▸ **EXTRACT PROVIDED**
HARMONY KORINE: THE MR SKIN INTERVIEW

Maximilian Mueller / Mr Skin / November 15, 2008

Harmony Korine wrote his first screenplay at 19 for the critically acclaimed Larry Clark film Kids in 1995. Two years later, he wrote and directed the non-linear art movie Gummo. He has also helmed a Sonic Youth Video and a TV special for magician David Blaine as well as written the film Ken Park, also directed by Larry Clark. His latest movie, Mister Lonely, is about a Michael Jackson impersonator and a Marilyn Monroe impersonator. Recently, he spoke over the phone to Maximilian Mueller.

Mueller: What was your inspiration for making Mister Lonely?

Korine: Well, I hadn’t made a movie in a long time. It had been like eight years or something. So I spent some time among this small group of Peruvian fisherman near Panama. They were looking for this special fish. And after about a month there, I became disenchanted and I started imagining nuns jumping out of airplanes on bicycles, doing tricks in the clouds and stuff.

Mueller: Nuns jumping out of airplanes?

Korine: Yes, exactly. And at the same time I knew this guy when I was in Paris who was a Michael Jackson impersonator from Germany. He had lost his leg when he stepped on a land mine and he had a prosthesis. I used to talk to him and he used to tell me stories. And then, I don’t know, one night I was thinking up different ideas and stuff and wondering what it would be like to put them together.

Mueller: You’ve done some personal appearances at screenings around the country with this movie. Is that something you look forward to?

Korine: Not really.

Mueller: What kind of reactions do you get when you’re there with the audience?

Korine: It seems to be generally positive and good, but, like everything I’ve done before, I’ve never really gotten a kind of consensus reaction. It’s more [that] different people react different ways.

Mueller: Do you watch audiences watching your movies?

Korine: No, not really.

Mueller: You wrote a lot of sex and nudity into Ken Park. What’s in your mind when you’re writing a nude scene or a sex scene?

▸ **GIVEN INFORMATION**
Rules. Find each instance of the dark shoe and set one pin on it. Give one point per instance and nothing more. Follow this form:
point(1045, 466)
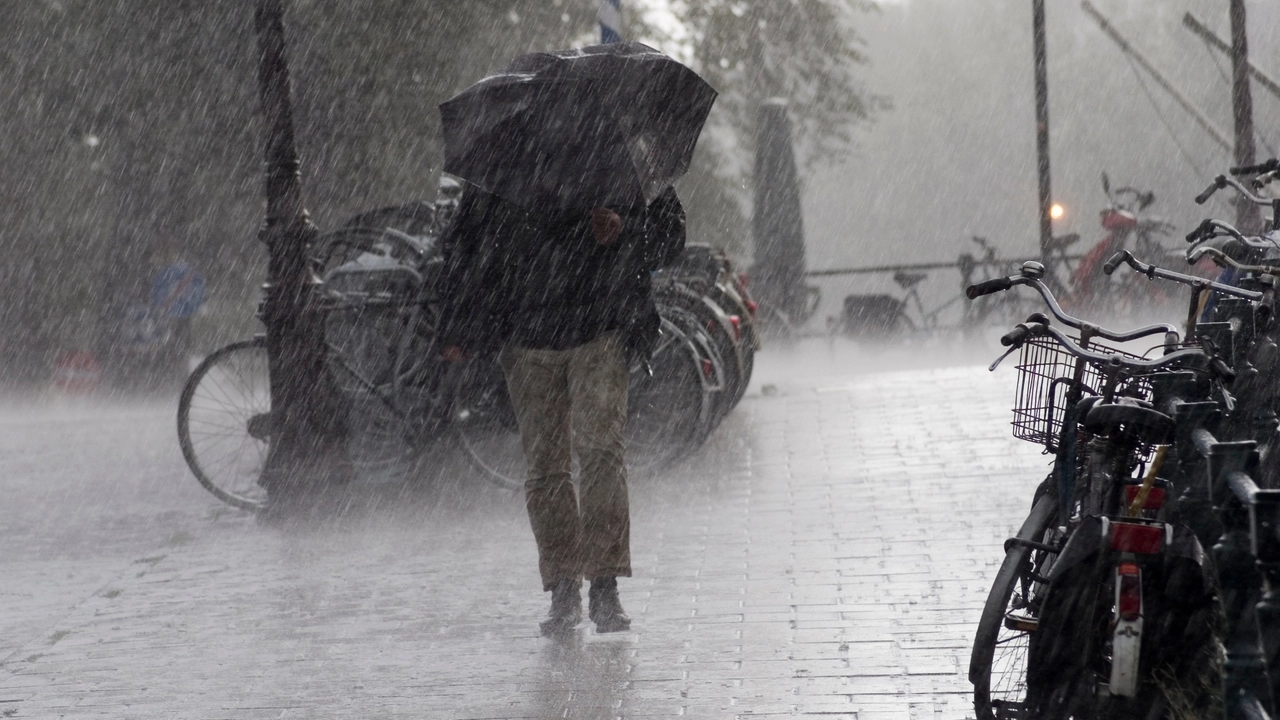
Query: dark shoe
point(566, 609)
point(604, 607)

▸ **SET TASK 1**
List every film title mentioned in the Harmony Korine interview.
▸ **SET TASK 2**
Rewrite every line of the records, requests included, and scale each point coordinate in the answers by 0.3, rounding to whole numbers with halves rounded up. Leave the pictures out.

▸ **FULL RESPONSE 1**
Kids
Gummo
Ken Park
Mister Lonely

▸ **FULL RESPONSE 2**
Rules. Find each instance of the dark shoe and set one pin on it. Give one point per instance and nothing more. Follow this form:
point(1045, 466)
Query: dark shoe
point(170, 183)
point(181, 182)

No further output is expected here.